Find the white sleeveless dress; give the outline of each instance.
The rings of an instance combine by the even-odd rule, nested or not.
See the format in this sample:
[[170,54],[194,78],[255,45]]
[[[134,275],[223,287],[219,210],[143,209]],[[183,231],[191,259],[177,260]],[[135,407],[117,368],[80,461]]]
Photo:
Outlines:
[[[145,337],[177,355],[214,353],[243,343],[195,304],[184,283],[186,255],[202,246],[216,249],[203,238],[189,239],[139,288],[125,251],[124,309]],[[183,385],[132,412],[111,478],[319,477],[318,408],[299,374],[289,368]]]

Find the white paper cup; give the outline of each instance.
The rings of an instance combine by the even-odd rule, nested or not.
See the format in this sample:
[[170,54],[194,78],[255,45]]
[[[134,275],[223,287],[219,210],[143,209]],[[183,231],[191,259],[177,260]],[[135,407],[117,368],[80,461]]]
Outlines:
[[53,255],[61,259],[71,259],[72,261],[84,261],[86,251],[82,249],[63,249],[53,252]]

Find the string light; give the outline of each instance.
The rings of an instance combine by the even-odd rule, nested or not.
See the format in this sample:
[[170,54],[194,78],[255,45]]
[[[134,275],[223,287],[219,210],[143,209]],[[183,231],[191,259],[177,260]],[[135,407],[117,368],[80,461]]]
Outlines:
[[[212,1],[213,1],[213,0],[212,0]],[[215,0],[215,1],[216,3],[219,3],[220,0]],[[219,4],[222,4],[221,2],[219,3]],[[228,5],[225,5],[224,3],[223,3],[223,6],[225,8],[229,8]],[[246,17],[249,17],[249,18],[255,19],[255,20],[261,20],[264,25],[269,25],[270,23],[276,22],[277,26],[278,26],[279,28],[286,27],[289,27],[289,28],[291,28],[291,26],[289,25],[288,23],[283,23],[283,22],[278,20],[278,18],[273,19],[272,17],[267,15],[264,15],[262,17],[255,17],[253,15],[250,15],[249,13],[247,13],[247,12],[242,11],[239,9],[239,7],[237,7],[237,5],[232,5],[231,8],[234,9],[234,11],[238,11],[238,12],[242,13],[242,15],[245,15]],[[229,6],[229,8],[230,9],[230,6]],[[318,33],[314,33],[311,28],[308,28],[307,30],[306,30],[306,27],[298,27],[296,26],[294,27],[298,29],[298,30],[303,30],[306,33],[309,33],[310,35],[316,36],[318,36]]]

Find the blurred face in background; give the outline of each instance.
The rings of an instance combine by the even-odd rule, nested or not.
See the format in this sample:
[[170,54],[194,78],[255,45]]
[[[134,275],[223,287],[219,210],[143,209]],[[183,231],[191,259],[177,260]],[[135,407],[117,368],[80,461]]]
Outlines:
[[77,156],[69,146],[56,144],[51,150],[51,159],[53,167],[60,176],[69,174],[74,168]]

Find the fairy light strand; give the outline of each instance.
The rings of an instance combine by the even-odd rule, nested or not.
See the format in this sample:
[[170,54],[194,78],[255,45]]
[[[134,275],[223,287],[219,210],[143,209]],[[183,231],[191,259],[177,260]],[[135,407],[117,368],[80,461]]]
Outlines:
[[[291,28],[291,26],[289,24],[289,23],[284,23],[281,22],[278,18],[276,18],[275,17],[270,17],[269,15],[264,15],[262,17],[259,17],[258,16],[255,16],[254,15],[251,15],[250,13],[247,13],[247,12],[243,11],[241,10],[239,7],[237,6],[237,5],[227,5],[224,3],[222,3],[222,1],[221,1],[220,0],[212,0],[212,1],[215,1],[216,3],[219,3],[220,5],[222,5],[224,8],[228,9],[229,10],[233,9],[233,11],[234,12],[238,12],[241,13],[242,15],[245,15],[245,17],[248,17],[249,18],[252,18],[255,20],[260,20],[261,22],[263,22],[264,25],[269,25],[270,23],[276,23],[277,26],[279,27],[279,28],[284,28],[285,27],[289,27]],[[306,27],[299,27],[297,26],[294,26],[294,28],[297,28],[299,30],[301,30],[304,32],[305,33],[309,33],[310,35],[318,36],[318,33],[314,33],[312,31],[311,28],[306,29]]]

Exercise brief
Lay out the lines from the one containing "Find the blurred" through the end of the items as a Markdown table with columns Row and Line, numbering each row and omitting blank lines.

Completed exercise
| Row | Line |
|---|---|
| 1 | Find the blurred face in background; give the outline of each instance. |
| 2 | The rings of an instance combine by the even-odd rule, nested or not. |
| 3 | See the format in this sample: |
| 4 | [[170,54],[194,78],[255,45]] |
| 5 | [[[134,275],[223,287],[219,210],[143,209]],[[183,231],[191,259],[177,260]],[[135,407],[117,368],[80,461]]] |
| 6 | Outlines: |
| 7 | [[77,156],[69,146],[56,144],[51,150],[51,159],[53,167],[60,176],[69,174],[74,168]] |
| 8 | Find the fairy light strand; give the outline of each instance. |
| 9 | The rings of an instance combine by the even-odd rule, nested or not. |
| 10 | See the format in this sample: |
| 11 | [[170,54],[194,78],[255,45]] |
| 12 | [[[134,275],[223,287],[219,210],[143,209]],[[183,231],[191,259],[177,260]],[[135,407],[117,368],[80,461]]] |
| 13 | Outlines: |
| 14 | [[[291,28],[291,26],[289,24],[289,23],[284,23],[281,22],[278,18],[276,18],[275,17],[270,17],[269,15],[264,15],[262,17],[259,17],[258,16],[255,16],[254,15],[251,15],[250,13],[247,13],[247,12],[243,11],[241,10],[239,7],[237,6],[237,5],[227,5],[224,3],[222,3],[222,1],[221,1],[220,0],[212,0],[212,1],[215,1],[216,3],[219,3],[220,5],[222,5],[224,8],[228,9],[229,10],[233,9],[233,11],[234,12],[238,12],[241,13],[242,15],[245,15],[245,17],[248,17],[249,18],[252,18],[255,20],[260,20],[261,22],[263,22],[264,25],[269,25],[270,23],[276,23],[277,26],[279,27],[279,28],[284,28],[285,27],[289,27]],[[306,27],[299,27],[297,26],[294,26],[294,28],[297,28],[299,30],[301,30],[304,32],[305,33],[309,33],[310,35],[318,36],[318,33],[314,33],[312,31],[311,28],[306,29]]] |